** TRECHO SELECIONADO **
21.04.2020
Nonato Guedes
Até 1985 – portanto, há 35 anos – o povo brasileiro homenageava no dia 21 de abril, com direito a feriado, a figura de Joaquim José da Silva Xavier, o Tiradentes, “líder” da Inconfidência Mineira, o mais importante movimento sedicioso que aconteceu no Brasil Colônia durante o século XVIII, executado a mando da Corte portuguesa. De 1985 para cá, o mito do alferes Joaquim foi ofuscado pela imagem expressiva de Tancredo de Almeida Neves, também mineiro, líder político que arquitetou uma das mais difíceis empreitadas da história recente do país – a transição da ditadura militar para a democracia. Tancredo morreu após uma via crucis por hospitais de Brasília e São Paulo, sem ter tomado posse na presidência da República, para a qual fora eleito por via indireta. Sucedeu-o José Sarney, o vice, dissidente do partido que dava sustentação à ditadura e que foi recebido com ingrata surpresa por uma sociedade perplexa, que depositara todas as fichas na Nova República prometida por Tancredo.
A comoção pela morte de Tancredo era tanta que José Sarney, um oligarca do Maranhão que ainda está vivo, relutou, pressuroso, em assumir a presidência da República no vácuo da partida de Tancredo. “Eu tinha medo. Na minha cabeça, estavam milhões de brasileiros olhando-me e apupando-me como o injusto beneficiário”, confirmou, num dos inúmeros depoimentos a historiadores. Conta o brilhante jornalista Elio Gaspari que Ulysses Guimarães foi o primeiro hierarca da nova ordem a dizer a Sarney: “É você”. Além da frustração de milhões de brasileiros, havia fundados receios de movimentos golpistas ensaiados por bolsões militares radicais para impedir a posse de Tancredo – ou de Sarney. Esses balões de ensaio foram neutralizados com perícia pelo próprio Tancredo, de forma antecipada. Só ele, afinal, tinha a chave do mistério para construir a transição.

** TAREFA 1 **
Segundo o trecho sobre Tancredo Neves, quem foi o primeiro hierarca da nova ordem a dizer a Sarney "É você"?
** TAREFA 2 **
Dê seguimento ao trecho sobre Tancredo Neves e o 21 de abril, começando logo após a última frase.
Os registros provêm de uma fonte diferente da do trecho.

** DADOS APRESENTADOS **
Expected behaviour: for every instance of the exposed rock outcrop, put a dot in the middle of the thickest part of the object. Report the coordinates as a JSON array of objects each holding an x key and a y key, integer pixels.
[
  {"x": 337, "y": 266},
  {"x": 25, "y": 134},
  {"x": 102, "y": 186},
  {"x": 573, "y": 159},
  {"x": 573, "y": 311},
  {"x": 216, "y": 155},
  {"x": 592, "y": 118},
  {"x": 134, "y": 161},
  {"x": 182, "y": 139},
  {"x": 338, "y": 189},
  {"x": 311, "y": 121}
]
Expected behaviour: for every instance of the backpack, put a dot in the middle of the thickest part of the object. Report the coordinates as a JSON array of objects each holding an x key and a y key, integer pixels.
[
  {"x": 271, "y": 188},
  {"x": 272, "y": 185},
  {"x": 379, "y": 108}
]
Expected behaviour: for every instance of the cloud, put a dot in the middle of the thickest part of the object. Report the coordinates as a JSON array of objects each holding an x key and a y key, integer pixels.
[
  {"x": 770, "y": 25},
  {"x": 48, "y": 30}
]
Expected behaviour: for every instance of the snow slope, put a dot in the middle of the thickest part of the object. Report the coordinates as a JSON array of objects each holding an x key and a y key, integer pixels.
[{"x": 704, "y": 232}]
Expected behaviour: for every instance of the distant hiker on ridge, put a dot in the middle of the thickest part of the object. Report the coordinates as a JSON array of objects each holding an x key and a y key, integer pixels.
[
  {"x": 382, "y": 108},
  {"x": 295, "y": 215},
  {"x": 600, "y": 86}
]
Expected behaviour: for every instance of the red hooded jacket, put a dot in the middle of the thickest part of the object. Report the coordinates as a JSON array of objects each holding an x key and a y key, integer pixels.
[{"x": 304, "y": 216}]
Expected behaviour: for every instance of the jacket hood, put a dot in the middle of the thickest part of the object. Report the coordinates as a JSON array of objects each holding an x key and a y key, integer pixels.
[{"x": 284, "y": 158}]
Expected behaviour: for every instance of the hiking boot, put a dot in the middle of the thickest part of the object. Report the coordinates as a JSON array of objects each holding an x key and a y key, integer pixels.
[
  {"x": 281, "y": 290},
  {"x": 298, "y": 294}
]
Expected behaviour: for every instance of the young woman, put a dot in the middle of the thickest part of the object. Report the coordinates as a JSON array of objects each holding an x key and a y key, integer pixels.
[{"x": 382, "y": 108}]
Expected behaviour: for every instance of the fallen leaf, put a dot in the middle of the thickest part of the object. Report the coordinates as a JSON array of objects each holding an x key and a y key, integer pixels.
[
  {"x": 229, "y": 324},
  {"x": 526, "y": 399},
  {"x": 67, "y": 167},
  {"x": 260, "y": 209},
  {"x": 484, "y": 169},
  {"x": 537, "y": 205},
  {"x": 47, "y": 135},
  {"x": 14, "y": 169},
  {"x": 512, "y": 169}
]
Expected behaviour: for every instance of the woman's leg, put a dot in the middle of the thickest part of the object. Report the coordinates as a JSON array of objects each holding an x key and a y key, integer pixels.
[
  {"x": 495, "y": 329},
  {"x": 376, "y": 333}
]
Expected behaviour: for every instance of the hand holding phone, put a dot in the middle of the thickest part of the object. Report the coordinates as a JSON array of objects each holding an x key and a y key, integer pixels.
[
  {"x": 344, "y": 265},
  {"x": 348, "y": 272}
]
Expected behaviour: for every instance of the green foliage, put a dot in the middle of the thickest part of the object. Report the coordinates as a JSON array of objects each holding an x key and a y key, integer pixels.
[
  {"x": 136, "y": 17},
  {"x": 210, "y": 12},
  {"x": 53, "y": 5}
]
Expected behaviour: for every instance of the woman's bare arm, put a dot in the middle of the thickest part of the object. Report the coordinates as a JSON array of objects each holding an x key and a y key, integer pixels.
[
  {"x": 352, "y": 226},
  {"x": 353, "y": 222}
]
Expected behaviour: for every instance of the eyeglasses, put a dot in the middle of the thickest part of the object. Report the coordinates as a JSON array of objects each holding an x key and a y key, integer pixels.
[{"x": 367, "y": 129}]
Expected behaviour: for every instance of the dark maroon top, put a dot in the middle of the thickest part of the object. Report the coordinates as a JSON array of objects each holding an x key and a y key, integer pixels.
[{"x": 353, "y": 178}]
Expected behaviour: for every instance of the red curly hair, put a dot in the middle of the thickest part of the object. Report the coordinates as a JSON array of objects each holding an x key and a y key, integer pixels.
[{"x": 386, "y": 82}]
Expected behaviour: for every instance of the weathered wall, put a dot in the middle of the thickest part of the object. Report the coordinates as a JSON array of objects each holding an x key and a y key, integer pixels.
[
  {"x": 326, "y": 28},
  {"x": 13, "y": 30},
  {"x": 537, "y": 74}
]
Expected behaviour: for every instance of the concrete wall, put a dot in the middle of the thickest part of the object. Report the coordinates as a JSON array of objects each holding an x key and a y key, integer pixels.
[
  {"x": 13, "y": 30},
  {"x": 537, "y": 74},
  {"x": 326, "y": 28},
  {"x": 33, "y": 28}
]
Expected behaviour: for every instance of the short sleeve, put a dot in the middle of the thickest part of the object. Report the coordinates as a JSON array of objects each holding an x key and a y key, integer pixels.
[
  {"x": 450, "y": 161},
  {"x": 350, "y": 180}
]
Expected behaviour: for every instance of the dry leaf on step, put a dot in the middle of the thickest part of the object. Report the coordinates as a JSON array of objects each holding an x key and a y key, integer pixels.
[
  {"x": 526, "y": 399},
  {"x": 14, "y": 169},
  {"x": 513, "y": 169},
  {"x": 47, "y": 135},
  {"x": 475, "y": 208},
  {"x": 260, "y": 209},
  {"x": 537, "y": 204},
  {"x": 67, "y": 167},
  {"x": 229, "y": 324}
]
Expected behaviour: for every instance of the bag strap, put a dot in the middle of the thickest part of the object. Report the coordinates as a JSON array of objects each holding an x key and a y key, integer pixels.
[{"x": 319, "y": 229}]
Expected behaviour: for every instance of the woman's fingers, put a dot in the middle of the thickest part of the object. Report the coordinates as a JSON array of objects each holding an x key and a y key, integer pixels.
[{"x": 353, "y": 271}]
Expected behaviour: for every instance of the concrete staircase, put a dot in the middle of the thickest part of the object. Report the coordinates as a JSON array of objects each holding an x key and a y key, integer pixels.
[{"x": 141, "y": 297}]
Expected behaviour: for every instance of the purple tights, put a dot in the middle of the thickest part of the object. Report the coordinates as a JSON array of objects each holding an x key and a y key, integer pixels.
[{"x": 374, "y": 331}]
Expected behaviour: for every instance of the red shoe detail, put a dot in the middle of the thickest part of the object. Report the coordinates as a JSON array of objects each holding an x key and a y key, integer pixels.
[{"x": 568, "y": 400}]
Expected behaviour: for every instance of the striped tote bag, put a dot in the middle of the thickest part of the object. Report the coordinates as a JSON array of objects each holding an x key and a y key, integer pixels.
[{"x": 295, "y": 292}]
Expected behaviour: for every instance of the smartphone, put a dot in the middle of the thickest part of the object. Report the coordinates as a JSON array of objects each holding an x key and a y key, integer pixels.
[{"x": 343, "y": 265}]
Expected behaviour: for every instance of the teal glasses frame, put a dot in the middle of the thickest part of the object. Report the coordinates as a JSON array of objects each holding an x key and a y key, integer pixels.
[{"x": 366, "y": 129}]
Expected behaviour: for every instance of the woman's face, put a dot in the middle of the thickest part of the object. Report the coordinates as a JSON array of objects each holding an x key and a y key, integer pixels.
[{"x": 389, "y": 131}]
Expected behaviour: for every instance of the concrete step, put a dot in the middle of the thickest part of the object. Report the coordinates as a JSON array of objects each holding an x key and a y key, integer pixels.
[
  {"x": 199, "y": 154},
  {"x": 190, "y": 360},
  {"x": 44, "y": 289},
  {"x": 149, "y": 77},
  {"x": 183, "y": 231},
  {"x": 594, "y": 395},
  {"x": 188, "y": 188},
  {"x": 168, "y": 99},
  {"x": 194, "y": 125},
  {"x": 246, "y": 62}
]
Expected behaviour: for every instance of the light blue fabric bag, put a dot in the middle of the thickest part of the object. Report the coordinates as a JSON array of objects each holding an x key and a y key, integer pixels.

** RESULTADO DO EXERCÍCIO 1 **
Ulysses Guimarães.

** RESULTADO DO EXERCÍCIO 2 **
Mesmo assim, houve um contratempo simbólico, ainda que irrelevante. O general João Batista Figueiredo, último presidente do rodízio imposto a partir de 1964, recusou-se a entregar a faixa presidencial a Sarney, que era o novo presidente, ou mesmo a Aureliano Chaves (que era o vice de Figueiredo). Enquanto se costurava uma solução, o general Ivan de Souza Mendes, novo chefe do SNI, soube de outro problema: “O Aureliano advertiu que se o Figueiredo fizesse qualquer desconsideração com ele, ia meter-lhe a mão na cara”. O quinto general do regime deixou o Planalto pela porta lateral, despercebido. Depois de 21 anos, acabara-se a ditadura – narra, ainda, Elio Gaspari, com elegância e preciosismo invejáveis, acrescentando: “Sarney foi empossado com toda a pompa. Terminara o maior processo de conciliação da história nacional e na cena faltava Tancredo Neves, o sujeito da frase, seu arquiteto e moderador”.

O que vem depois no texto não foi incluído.